Every record, from the first line to the last, needs to be given again exactly.

[The input — start]

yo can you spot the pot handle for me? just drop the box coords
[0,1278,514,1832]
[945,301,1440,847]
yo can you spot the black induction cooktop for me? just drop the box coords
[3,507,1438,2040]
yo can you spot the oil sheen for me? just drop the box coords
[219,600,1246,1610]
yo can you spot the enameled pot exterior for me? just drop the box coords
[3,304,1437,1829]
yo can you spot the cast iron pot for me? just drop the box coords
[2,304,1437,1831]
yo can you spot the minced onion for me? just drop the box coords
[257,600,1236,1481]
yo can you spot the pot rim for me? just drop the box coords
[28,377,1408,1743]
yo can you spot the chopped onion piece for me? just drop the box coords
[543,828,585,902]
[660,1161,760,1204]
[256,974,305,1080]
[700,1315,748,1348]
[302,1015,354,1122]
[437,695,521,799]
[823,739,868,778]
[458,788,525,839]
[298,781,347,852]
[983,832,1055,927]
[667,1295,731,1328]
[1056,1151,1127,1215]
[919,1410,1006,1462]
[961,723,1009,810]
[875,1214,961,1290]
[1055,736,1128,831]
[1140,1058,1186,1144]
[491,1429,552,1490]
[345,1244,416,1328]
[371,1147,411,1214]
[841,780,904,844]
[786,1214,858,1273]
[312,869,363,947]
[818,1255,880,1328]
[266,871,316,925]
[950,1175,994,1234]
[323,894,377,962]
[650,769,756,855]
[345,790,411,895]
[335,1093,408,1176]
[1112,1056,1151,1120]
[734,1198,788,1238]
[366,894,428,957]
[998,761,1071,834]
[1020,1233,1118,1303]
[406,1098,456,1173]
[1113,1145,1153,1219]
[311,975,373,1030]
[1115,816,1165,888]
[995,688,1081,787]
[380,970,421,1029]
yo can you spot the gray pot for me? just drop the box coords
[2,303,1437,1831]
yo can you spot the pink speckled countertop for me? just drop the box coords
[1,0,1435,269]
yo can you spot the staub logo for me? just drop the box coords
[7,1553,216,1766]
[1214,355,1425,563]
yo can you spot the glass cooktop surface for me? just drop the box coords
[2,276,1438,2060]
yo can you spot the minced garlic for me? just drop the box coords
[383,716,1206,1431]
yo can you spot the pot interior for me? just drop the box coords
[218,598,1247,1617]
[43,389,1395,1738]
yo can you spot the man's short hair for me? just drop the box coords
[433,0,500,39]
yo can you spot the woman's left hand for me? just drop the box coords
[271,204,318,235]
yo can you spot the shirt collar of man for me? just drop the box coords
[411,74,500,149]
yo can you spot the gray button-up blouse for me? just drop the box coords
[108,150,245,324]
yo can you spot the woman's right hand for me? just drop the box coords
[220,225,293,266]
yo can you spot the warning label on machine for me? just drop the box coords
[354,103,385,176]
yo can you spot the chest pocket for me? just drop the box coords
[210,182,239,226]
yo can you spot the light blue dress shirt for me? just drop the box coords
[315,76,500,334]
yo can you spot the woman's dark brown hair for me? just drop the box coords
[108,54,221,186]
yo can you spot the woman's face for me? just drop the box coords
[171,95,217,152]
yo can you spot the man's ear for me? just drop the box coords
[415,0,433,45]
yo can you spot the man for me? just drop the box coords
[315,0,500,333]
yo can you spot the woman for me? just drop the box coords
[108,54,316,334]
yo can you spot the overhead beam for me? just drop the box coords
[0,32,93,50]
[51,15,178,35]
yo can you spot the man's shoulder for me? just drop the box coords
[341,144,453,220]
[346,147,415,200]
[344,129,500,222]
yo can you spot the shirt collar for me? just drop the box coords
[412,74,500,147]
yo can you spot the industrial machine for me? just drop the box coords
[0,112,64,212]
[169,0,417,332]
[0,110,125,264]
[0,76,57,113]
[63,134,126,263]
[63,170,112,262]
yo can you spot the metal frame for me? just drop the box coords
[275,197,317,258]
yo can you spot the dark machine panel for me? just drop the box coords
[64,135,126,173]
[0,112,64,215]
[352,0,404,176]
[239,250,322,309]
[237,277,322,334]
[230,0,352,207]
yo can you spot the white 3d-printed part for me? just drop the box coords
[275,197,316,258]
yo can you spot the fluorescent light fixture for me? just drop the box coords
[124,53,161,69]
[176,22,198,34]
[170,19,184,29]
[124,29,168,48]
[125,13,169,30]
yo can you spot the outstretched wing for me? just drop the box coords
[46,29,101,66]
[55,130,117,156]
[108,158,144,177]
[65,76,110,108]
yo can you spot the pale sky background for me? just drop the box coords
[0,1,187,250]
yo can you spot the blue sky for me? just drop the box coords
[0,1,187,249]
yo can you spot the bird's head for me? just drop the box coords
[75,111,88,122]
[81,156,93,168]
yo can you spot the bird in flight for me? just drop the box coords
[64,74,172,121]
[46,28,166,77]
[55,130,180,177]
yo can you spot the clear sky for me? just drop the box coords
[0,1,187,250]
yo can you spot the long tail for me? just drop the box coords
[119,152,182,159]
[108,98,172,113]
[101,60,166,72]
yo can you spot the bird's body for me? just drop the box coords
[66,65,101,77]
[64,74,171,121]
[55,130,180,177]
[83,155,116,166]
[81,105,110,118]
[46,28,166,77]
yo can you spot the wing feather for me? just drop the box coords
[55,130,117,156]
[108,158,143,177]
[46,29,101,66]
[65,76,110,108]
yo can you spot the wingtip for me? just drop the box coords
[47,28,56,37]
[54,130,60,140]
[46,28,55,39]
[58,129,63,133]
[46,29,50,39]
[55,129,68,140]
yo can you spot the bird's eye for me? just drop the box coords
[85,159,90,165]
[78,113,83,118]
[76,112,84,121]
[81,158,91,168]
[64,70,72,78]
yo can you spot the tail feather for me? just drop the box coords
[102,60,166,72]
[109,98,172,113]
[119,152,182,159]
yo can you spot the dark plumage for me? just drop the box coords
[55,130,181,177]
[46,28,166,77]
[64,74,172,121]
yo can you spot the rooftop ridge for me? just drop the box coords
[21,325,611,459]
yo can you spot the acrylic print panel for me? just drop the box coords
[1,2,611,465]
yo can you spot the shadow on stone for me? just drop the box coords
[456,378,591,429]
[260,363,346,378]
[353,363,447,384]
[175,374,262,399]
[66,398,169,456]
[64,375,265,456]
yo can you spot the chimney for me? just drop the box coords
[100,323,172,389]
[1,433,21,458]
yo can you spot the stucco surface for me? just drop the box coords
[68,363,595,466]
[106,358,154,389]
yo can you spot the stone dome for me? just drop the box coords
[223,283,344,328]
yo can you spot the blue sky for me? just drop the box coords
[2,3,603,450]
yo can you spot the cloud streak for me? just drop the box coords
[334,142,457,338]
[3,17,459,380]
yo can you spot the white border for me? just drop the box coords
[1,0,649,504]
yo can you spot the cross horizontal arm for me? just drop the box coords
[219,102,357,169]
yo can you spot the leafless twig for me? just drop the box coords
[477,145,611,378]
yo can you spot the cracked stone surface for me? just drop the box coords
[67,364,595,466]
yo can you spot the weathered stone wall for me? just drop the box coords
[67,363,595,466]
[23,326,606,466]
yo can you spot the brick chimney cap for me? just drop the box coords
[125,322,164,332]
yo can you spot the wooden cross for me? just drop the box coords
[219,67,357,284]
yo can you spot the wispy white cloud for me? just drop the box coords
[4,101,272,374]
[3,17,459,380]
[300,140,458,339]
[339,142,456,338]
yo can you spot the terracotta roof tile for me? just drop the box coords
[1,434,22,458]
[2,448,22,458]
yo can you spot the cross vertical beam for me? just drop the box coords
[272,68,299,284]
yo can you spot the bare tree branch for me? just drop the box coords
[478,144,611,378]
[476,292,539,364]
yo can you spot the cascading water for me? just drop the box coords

[The input — finish]

Worked solution
yo can you spot the pot handle for me? just drop the box coords
[0,1278,514,1832]
[945,301,1440,847]
yo can you spot the black induction cooktop for me? just drop the box coords
[3,507,1438,2040]
yo can you spot the oil sheen for me? just drop the box coords
[219,600,1246,1610]
yo can you spot the enameled pot exterior for me? just drop the box coords
[3,304,1437,1829]
yo can you spot the cast iron pot for me? just drop the box coords
[2,304,1437,1831]
yo can you spot the minced onion for me? just drop the box coords
[257,600,1236,1481]
yo can you spot the pot rim for me? just drop the box coords
[28,377,1408,1743]
yo can you spot the chopped onion piece for me? just drop the box coords
[543,828,585,902]
[660,1161,760,1204]
[256,974,305,1080]
[700,1315,748,1348]
[302,1015,354,1122]
[437,695,521,799]
[823,739,868,778]
[458,788,525,839]
[298,781,347,852]
[983,832,1055,927]
[667,1295,731,1328]
[1056,1151,1127,1215]
[919,1410,1006,1462]
[961,723,1009,810]
[875,1214,961,1290]
[1055,736,1128,831]
[1140,1058,1186,1144]
[491,1429,552,1490]
[345,1244,416,1328]
[371,1147,411,1214]
[841,780,904,844]
[786,1214,858,1273]
[312,869,363,947]
[818,1255,880,1328]
[266,871,316,925]
[950,1175,994,1234]
[323,894,377,962]
[650,769,756,855]
[345,790,411,895]
[335,1093,408,1176]
[1112,1056,1151,1120]
[734,1198,788,1238]
[366,894,428,957]
[998,761,1071,834]
[1020,1233,1118,1303]
[406,1098,456,1173]
[1113,1145,1153,1219]
[311,975,373,1030]
[1115,816,1165,888]
[995,688,1081,787]
[380,970,421,1029]
yo can you spot the gray pot for me? just drop the box coords
[2,303,1437,1831]
yo can you spot the pink speckled countertop for me? just drop the box coords
[1,0,1435,269]
yo can you spot the staub logo for me? just drop the box coords
[7,1553,216,1766]
[1214,355,1425,563]
yo can you spot the glass cooktop surface for me? just drop the box coords
[2,276,1438,2060]
yo can you spot the minced garlic for me? just drop the box coords
[383,716,1206,1431]
yo can you spot the pot interior for me? just drop the box coords
[218,598,1247,1617]
[43,389,1395,1738]
yo can you spot the man's short hair for me? just drop the box coords
[433,0,500,39]
yo can you spot the woman's left hand for me? just drop the box coords
[271,204,318,235]
yo can you spot the shirt collar of man for me? just drop the box coords
[411,74,500,149]
yo can you spot the gray button-up blouse for me? just drop the box coords
[108,150,245,324]
yo can you spot the woman's right hand for me? just drop the box coords
[220,225,293,266]
yo can you spot the warning label on machine for me? just drop the box coords
[354,103,385,176]
yo can you spot the chest pocket for me? just drop the box coords
[210,182,239,226]
yo can you spot the light blue dress shirt for me? just drop the box coords
[315,76,500,334]
yo can you spot the woman's dark brown hair for me? just drop the box coords
[108,54,221,186]
yo can you spot the woman's face for me? just drop the box coords
[171,95,217,152]
yo can you spot the man's ear for me? just drop the box coords
[415,0,433,45]
yo can you spot the man for me? just drop the box coords
[315,0,500,333]
yo can you spot the woman for me? just drop the box coords
[108,54,316,334]
yo can you spot the overhead beam for me? just drop the box coords
[0,32,93,50]
[51,15,178,35]
yo can you spot the man's shoulder for me? just drop the box coords
[341,144,453,220]
[346,147,415,200]
[344,129,500,222]
yo can you spot the shirt collar for me? just drop the box coords
[412,74,500,147]
yo can you spot the industrial machine for me? just drop the box coords
[0,112,64,212]
[169,0,417,332]
[0,110,125,264]
[0,76,57,113]
[63,134,126,263]
[63,170,112,262]
yo can you spot the metal frame for me? just drop the box coords
[275,197,317,258]
yo can you spot the dark machine panel for me? just drop the box coords
[64,135,126,173]
[0,112,64,215]
[352,0,404,176]
[239,250,322,309]
[237,277,322,334]
[230,0,352,207]
yo can you spot the white 3d-printed part for me? just drop the box coords
[275,197,316,258]
yo can you spot the fluorescent light fixture for me? just drop the box coords
[124,53,161,69]
[176,22,198,34]
[170,19,184,29]
[124,29,168,48]
[125,13,169,30]
yo can you spot the outstretched wing for me? just drop the box coords
[46,29,101,66]
[55,130,117,156]
[108,158,144,177]
[65,76,110,108]
yo can you spot the pale sky background for me? just drop the box coords
[0,1,187,250]
yo can you spot the blue sky for me? just drop the box coords
[0,1,187,249]
yo can you spot the bird's head for me? just drop the box coords
[75,111,88,122]
[81,156,93,168]
yo can you spot the bird in flight for me? just drop the box coords
[64,74,172,121]
[46,28,166,77]
[55,130,180,177]
yo can you spot the clear sky for me? just drop the box coords
[0,1,187,250]
yo can you spot the long tail for me? just drop the box coords
[119,152,182,159]
[108,98,172,113]
[101,60,166,72]
yo can you spot the bird's body for me? just drop the box coords
[66,65,101,77]
[64,74,171,121]
[55,130,180,177]
[83,155,116,166]
[81,105,110,118]
[46,28,166,77]
yo can you spot the wing feather for me? just drop the box coords
[55,130,117,156]
[108,158,143,177]
[46,29,101,66]
[65,76,110,108]
yo can you spot the wingtip for me? just drop the box coords
[47,28,56,37]
[54,130,60,140]
[46,28,55,39]
[58,129,63,133]
[46,29,50,39]
[55,129,68,140]
yo can you spot the bird's eye for me? just drop the box coords
[85,159,90,165]
[78,113,83,118]
[76,112,84,121]
[81,158,91,168]
[64,70,72,78]
yo can you spot the tail feather for me? just drop the box coords
[102,60,166,72]
[109,98,172,113]
[119,152,182,159]
yo can you spot the dark plumage for me? just drop the box coords
[55,130,181,177]
[46,28,166,77]
[64,74,172,121]
yo can you spot the rooftop ridge for me? just drop the box coords
[21,325,611,459]
yo can you spot the acrylic print panel for me? just drop the box coords
[1,2,611,465]
yo can you spot the shadow on stone for me? just drop the box coords
[456,378,591,429]
[260,363,346,378]
[353,363,447,384]
[175,374,262,399]
[66,398,169,456]
[64,375,265,456]
yo can you spot the chimney for me? just drop the box coords
[100,323,172,389]
[1,433,21,458]
yo can you spot the stucco surface for me? just drop the box coords
[68,363,595,466]
[106,358,154,389]
yo can you spot the stone dome for me? just drop the box coords
[223,283,344,328]
yo can you spot the blue sky for me? just drop the box coords
[2,3,603,450]
yo can you spot the cloud streak for me? just drop the box coords
[334,142,457,338]
[3,17,459,380]
yo can you spot the white border for me? just drop the box coords
[1,0,649,504]
yo can you spot the cross horizontal arm for me? just drop the box coords
[219,102,357,169]
yo can you spot the leafless twig for me? just drop the box coords
[477,145,611,378]
yo can you spot the cracked stone surface for me? just drop the box coords
[67,364,595,466]
yo can you spot the weathered stone wall for me? just drop the box coords
[67,363,595,466]
[23,326,606,466]
yo can you spot the brick chimney cap for me? just drop the box coords
[125,322,164,332]
yo can you spot the wooden cross for me? just drop the box coords
[219,67,357,284]
yo can you spot the wispy white cloud for me? just drop the box coords
[4,101,272,374]
[3,17,459,380]
[300,140,458,339]
[339,142,456,338]
yo can you spot the terracotta roof tile for me? just drop the box coords
[1,434,22,458]
[2,448,22,458]
yo can you spot the cross vertical beam for me? just drop the box coords
[272,68,299,284]
yo can you spot the bare tree branch for me? just drop the box coords
[478,144,611,378]
[476,292,539,364]
yo can you spot the cascading water for me? just drop the box coords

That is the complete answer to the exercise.